## Written instruction A
Retype the passage in the union election article from "Mr. McKillop initially" to "announcing that decision.".

## Text extract
—————

Supreme Court Officers' Association President John McKillop and the majority of his slate were unopposed for new three-year terms.

JOHN McKILLOP: One good term deserves a 2nd.
"I think it's a tribute to the administration that the membership has essentially already voted to continue with this administration," Mr. McKillop said in a phone interview after the April 26 union meeting. "It tells us that we are certainly headed in the right direction after a number of years of difficulty with leadership with this union."

A Smoother Transition

In 2004, Mr. McKillop replaced former SCOA President James T. Carr, who took over after the prior president was involved in a fistfight at the union's lower Manhattan office.

Mr. McKillop initially vowed to serve only one term, but in January he said he changed his mind after his delegates urged him to run again. "They unanimously did so," he said shortly after announcing that decision.

This is his second stint heading the union, which represents 1,495 Senior Court Officers, Court Officers, and Sergeants who work at state courts in the city and several upstate counties. Mr. McKillop also served as SCOA president from 1989 to 1992. In the interim, he worked as a Captain in the 9th Judicial District in Westchester County.

Three of the five union officers on Mr. McKillop's slate were also re-elected without opposition. They are: Richard Krulish, first vice president; David M. Gregson, treasurer; and John Strandberg, recording secretary.

Two Face Opposition

The union's incumbent second vice president, George Serrano, is being challenged by James McDonagh and Sonny Tannenbaum. In addition, incumbent Secretary Timothy Kenny is being opposed by Frank Mangano.

Ballots will be mailed out May 10 and counted on June 1. The election is being administered by the American Arbitration Association.

—————

## Exercise inputs

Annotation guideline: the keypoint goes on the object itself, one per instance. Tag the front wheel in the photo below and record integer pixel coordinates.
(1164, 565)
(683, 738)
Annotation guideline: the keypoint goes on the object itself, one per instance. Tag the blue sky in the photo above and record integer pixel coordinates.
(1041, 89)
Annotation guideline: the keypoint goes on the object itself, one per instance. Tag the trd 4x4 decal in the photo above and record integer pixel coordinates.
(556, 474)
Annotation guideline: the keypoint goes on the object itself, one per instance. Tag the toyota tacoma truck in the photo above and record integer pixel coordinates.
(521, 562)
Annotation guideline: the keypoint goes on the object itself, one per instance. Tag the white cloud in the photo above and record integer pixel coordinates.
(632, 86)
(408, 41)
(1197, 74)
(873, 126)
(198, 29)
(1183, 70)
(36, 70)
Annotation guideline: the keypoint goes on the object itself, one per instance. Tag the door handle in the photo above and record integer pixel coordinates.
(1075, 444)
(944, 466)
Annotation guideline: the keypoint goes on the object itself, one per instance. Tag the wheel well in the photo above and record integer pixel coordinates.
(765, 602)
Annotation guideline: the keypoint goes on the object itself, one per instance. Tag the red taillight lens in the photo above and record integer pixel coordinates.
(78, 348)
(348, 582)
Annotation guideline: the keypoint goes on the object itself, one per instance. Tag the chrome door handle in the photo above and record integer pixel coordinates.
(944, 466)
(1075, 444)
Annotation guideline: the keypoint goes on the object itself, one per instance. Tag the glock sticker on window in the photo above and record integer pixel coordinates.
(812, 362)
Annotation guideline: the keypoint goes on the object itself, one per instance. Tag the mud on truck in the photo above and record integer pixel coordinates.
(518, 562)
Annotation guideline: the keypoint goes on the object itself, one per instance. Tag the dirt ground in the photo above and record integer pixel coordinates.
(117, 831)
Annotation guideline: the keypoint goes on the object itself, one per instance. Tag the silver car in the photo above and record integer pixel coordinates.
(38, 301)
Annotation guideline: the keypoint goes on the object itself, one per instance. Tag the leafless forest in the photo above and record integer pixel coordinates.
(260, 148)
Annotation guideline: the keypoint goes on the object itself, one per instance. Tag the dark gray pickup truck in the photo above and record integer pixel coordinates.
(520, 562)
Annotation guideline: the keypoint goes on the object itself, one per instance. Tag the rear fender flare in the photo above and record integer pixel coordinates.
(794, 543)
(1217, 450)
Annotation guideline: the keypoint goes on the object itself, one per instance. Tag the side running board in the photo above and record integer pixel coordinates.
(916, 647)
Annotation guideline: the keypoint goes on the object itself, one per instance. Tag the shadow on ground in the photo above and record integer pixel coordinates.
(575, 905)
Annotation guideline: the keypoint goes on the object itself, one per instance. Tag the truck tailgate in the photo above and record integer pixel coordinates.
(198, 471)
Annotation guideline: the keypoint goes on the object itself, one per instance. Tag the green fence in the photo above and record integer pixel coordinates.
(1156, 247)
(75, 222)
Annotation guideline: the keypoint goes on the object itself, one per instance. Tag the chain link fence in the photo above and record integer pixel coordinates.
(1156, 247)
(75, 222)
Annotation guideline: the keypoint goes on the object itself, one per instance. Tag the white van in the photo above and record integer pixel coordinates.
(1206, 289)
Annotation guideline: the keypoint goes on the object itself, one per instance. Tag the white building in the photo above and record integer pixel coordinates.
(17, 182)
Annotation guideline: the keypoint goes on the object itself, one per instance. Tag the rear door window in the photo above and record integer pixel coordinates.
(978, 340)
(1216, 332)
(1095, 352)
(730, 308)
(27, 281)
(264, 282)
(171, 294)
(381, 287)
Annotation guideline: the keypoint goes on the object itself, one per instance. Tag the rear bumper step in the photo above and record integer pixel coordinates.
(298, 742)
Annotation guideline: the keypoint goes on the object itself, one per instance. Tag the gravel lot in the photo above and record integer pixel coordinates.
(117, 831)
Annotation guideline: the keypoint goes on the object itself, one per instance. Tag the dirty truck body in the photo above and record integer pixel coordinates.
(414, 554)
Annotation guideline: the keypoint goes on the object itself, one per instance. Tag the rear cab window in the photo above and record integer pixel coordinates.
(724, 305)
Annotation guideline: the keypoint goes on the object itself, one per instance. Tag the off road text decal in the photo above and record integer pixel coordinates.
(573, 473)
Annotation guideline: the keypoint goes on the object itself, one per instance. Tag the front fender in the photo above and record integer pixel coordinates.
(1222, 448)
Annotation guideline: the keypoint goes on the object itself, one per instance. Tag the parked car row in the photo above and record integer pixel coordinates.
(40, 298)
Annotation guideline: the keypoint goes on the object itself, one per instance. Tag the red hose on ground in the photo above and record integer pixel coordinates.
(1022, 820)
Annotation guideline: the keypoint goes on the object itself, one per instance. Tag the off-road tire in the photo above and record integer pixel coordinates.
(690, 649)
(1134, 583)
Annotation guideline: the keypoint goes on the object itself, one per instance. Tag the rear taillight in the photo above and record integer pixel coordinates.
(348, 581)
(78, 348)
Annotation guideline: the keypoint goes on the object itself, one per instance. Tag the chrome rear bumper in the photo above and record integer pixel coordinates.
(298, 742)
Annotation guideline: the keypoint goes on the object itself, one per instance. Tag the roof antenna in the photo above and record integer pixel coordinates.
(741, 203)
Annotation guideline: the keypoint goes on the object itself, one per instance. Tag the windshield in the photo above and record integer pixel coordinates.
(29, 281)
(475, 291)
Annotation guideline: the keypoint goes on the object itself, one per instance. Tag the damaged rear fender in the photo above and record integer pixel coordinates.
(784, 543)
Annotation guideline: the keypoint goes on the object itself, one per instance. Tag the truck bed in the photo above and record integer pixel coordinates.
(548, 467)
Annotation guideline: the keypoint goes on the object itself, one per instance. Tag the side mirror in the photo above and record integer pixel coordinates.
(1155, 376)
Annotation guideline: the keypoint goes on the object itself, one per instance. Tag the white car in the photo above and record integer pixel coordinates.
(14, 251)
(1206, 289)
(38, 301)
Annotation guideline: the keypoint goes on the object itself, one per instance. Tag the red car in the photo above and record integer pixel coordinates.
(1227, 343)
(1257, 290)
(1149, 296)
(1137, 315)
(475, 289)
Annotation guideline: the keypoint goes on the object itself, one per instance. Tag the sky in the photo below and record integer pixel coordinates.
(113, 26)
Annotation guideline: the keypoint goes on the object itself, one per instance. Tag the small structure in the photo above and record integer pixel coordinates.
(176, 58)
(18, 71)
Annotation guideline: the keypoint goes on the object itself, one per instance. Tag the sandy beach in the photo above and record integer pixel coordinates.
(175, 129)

—————

## Written instruction B
How many lines of the rows contain the string "fence"? Case counts, and reply with the number alone.

## Reply A
Mr. McKillop initially vowed to serve only one term, but in January he said he changed his mind after his delegates urged him to run again. "They unanimously did so," he said shortly after announcing that decision.

## Reply B
2